● About this task
Below are lines of records; copy exactly those from the one containing "Can you find the large" through the one containing "Can you find the white window", leaving the pictures behind.

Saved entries
○ ○ ○

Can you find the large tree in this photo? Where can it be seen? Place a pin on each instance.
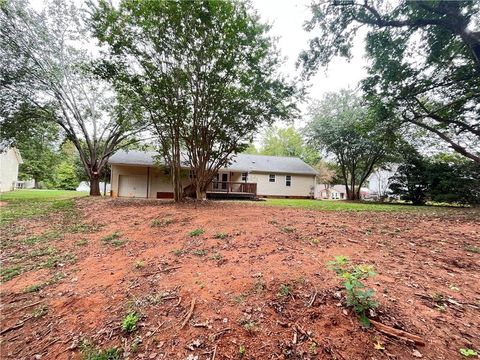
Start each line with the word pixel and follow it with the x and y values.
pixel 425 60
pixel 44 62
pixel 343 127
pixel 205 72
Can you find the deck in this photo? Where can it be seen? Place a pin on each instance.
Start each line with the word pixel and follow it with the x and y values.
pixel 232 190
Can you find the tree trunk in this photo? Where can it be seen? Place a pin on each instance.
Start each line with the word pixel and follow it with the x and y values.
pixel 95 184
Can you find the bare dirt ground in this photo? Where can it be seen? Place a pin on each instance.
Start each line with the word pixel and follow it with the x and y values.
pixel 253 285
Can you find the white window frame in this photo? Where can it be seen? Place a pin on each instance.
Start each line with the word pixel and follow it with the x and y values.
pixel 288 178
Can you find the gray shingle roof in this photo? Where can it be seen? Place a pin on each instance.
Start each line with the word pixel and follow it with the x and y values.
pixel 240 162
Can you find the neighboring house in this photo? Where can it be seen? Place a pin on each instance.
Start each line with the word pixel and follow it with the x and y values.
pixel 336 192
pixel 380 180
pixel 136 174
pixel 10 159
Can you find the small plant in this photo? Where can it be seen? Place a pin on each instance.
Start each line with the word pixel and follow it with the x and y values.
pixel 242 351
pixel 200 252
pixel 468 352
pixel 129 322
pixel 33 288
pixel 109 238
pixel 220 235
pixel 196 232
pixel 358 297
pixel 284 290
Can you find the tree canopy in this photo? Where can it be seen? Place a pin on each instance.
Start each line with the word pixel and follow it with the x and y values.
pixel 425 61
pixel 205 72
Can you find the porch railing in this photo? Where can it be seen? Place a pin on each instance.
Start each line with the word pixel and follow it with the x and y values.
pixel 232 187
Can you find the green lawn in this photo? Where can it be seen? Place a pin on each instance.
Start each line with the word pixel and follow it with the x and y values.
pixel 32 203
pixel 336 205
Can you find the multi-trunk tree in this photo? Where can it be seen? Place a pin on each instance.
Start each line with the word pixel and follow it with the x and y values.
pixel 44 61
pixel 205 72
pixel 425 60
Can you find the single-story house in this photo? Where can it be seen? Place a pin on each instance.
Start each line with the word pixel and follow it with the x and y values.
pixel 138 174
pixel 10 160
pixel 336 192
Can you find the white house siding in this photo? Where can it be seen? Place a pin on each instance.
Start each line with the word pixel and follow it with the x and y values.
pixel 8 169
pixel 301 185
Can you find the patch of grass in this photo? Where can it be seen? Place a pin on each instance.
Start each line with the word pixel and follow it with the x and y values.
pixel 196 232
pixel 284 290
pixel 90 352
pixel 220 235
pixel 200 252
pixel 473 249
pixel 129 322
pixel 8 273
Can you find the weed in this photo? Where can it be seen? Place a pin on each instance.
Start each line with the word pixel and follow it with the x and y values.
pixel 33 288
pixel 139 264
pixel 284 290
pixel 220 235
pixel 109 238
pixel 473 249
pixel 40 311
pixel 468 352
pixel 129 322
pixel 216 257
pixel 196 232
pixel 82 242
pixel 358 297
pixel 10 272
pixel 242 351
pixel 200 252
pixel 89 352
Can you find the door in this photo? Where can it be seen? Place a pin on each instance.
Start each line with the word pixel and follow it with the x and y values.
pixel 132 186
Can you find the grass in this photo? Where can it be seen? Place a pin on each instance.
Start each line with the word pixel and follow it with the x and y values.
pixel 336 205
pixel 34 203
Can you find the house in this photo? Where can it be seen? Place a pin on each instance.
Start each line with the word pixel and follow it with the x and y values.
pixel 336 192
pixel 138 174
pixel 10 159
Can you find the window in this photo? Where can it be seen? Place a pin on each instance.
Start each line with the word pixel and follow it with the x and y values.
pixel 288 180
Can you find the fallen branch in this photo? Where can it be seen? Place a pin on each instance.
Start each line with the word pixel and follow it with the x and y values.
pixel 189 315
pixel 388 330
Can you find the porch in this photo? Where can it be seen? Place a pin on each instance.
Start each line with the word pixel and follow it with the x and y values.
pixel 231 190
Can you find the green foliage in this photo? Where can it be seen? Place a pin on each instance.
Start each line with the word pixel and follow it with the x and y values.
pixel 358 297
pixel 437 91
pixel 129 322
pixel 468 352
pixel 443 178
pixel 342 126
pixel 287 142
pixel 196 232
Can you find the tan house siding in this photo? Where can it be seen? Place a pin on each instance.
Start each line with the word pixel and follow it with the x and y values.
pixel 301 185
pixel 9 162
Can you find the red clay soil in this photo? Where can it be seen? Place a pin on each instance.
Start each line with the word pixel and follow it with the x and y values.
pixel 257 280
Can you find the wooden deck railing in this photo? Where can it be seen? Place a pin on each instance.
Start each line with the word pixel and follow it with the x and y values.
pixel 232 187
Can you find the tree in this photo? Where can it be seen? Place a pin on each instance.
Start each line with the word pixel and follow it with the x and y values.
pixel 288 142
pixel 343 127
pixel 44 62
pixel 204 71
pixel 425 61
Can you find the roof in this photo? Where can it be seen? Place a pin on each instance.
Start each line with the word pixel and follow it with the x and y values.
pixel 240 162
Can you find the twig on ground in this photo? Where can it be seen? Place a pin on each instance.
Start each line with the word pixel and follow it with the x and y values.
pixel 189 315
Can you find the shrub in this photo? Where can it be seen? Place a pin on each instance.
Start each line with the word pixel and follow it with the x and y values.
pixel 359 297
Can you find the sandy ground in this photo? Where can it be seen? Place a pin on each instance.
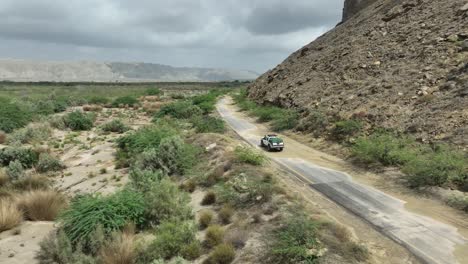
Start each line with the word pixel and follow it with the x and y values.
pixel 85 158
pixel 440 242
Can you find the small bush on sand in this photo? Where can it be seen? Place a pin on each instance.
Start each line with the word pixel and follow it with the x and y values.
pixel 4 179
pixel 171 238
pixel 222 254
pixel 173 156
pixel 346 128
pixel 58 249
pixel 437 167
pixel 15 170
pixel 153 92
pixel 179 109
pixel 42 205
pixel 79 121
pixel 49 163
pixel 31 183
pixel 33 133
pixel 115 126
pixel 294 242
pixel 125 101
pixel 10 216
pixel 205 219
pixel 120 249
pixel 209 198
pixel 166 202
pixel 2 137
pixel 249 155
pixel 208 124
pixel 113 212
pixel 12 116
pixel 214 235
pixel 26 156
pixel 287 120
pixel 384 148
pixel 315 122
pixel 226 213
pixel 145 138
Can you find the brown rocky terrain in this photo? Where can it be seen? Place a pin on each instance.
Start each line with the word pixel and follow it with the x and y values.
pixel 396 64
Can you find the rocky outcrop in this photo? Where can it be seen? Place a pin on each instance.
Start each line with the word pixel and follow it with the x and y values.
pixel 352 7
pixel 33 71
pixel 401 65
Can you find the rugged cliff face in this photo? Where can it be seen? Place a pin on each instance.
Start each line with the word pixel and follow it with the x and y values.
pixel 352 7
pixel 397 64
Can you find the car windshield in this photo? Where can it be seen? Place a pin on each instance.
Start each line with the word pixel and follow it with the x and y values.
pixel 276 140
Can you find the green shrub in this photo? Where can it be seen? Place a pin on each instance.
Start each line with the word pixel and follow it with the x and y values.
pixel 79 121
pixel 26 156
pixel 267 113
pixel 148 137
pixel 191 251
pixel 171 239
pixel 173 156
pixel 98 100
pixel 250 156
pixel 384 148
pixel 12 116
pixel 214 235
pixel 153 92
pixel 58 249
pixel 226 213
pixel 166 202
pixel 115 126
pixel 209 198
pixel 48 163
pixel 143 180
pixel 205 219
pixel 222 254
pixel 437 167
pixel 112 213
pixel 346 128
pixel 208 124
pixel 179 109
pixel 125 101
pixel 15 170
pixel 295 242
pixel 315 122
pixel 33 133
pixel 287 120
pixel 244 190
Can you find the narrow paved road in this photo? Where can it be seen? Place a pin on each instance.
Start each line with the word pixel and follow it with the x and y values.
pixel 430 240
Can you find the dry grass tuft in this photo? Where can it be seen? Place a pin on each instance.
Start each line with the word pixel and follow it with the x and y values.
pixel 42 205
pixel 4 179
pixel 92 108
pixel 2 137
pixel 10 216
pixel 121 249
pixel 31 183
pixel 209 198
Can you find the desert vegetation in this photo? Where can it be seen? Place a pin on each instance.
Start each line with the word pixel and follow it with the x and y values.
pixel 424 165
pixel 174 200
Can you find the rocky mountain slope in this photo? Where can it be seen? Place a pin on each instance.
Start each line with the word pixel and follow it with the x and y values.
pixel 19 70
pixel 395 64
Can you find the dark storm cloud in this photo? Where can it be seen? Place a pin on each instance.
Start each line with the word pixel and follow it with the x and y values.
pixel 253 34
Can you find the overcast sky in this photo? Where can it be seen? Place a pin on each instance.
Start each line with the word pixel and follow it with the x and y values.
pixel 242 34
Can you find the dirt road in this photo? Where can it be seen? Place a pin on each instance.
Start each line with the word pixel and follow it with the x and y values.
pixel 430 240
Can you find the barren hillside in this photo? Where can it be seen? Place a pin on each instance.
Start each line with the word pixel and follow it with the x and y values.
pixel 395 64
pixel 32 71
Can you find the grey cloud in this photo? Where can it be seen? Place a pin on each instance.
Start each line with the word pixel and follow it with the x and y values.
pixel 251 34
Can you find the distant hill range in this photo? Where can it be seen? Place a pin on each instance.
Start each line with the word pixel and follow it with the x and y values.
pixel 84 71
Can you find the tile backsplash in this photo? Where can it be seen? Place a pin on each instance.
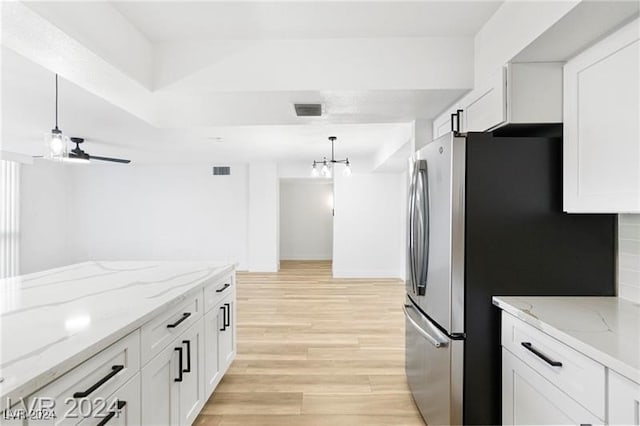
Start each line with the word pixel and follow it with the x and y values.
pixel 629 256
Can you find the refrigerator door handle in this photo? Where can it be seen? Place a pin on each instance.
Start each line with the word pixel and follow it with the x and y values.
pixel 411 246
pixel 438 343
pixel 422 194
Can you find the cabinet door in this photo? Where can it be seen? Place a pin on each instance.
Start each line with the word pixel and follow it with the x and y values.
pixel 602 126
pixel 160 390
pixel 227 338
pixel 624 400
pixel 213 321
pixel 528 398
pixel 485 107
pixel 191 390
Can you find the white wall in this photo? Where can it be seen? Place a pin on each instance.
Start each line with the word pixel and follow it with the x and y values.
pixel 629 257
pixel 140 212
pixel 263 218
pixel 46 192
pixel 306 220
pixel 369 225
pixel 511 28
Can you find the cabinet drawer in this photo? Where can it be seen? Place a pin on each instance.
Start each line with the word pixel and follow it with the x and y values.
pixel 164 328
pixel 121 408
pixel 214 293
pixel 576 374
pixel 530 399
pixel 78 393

○ ○ ○

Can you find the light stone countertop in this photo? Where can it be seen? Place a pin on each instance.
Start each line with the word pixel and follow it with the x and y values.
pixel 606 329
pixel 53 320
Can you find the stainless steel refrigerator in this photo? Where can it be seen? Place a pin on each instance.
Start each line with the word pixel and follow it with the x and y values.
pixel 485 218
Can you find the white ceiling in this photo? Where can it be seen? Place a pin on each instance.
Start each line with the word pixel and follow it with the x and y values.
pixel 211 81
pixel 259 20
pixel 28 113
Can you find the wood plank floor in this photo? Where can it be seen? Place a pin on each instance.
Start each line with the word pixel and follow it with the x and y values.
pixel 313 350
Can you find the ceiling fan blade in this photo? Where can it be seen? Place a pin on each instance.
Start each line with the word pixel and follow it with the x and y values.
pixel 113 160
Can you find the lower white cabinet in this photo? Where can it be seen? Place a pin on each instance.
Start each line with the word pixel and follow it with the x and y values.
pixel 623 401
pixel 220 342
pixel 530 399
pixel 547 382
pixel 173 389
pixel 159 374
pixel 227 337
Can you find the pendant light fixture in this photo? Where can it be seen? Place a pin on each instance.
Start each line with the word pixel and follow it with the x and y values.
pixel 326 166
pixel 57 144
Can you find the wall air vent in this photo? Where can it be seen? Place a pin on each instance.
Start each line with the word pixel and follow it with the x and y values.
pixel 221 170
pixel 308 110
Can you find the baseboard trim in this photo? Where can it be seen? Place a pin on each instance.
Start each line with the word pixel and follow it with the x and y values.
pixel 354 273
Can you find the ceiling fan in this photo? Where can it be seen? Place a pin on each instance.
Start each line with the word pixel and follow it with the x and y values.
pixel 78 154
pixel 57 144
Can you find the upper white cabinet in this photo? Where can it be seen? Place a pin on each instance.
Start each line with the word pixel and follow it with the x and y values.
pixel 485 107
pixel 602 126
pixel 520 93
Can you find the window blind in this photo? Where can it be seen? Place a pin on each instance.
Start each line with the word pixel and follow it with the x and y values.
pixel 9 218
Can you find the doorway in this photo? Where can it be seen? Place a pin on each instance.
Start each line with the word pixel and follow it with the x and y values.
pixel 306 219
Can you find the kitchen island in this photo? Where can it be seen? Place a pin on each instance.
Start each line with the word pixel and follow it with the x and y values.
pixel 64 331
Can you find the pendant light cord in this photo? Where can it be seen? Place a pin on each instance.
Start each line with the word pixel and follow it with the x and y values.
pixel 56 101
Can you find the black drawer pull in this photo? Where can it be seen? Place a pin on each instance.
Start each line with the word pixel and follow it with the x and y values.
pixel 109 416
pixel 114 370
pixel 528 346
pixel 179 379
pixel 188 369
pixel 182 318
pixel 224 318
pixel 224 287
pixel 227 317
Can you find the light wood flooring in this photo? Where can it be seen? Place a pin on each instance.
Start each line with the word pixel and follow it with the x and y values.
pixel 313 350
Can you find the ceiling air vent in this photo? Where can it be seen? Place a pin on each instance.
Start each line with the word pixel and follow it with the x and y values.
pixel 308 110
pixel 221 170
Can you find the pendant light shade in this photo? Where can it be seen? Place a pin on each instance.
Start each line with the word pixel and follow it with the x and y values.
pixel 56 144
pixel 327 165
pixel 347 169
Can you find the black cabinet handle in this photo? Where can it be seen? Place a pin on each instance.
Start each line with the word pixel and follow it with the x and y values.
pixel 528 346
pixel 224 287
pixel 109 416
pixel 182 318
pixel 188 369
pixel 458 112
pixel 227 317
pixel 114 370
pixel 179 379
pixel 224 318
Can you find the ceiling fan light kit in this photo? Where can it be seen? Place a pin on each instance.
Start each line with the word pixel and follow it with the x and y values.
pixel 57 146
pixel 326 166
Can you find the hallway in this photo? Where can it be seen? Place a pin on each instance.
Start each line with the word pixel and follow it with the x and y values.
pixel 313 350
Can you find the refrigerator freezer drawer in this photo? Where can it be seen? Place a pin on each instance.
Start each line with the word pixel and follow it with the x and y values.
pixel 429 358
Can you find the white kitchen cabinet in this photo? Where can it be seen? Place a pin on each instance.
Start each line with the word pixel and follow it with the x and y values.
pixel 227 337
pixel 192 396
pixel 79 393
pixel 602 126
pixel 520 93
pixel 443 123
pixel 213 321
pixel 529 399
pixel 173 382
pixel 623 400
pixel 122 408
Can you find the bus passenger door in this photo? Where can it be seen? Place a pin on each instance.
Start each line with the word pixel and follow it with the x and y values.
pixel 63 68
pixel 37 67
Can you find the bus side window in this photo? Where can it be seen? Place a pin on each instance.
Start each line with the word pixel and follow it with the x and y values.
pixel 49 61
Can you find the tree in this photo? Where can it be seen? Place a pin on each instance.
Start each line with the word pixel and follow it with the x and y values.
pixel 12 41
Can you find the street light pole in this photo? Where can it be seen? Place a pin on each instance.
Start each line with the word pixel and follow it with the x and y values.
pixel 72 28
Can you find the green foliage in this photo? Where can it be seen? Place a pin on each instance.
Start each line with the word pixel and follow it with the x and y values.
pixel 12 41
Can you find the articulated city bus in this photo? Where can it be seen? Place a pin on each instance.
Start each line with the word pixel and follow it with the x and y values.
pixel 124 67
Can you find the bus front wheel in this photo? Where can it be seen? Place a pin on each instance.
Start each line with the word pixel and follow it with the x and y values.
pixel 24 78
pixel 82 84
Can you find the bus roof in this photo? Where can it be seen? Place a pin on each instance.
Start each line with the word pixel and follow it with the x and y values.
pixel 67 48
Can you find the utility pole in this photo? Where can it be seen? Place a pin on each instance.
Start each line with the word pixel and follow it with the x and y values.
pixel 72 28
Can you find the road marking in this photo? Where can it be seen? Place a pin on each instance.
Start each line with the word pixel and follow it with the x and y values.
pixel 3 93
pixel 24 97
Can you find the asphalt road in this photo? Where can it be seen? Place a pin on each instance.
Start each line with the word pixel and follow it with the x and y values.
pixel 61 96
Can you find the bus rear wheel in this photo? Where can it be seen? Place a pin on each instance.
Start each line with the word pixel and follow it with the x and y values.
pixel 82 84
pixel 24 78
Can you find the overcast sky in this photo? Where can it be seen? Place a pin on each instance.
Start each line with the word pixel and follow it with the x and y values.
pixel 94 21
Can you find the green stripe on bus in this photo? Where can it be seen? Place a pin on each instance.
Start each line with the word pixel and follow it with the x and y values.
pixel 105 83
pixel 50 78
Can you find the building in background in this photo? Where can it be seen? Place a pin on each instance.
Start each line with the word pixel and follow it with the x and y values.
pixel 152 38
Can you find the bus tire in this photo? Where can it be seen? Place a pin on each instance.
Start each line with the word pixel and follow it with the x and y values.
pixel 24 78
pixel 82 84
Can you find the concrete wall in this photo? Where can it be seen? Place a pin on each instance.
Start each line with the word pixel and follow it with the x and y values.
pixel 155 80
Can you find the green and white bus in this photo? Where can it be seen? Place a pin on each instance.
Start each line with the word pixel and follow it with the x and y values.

○ ○ ○

● Solution to this exercise
Can you find the large tree in this photo? Where can it be seen? Place a pin on each instance.
Start each line with the word pixel and follow it with the x and y values.
pixel 425 60
pixel 44 62
pixel 343 127
pixel 205 72
Can you find the deck in this photo? Where can it be seen? Place a pin on each instance.
Start each line with the word pixel and follow it with the x and y values.
pixel 232 190
Can you find the tree trunk in this photo? Where can it be seen? Place a pin on each instance.
Start each line with the word pixel and follow it with the x and y values.
pixel 95 184
Can you find the bare dirt ground in this photo? Where can it be seen? Place a pin on each instance.
Start each line with the word pixel and follow it with the x and y values.
pixel 253 285
Can you find the white window frame in this photo? Where can it be seen? Place a pin on each instance.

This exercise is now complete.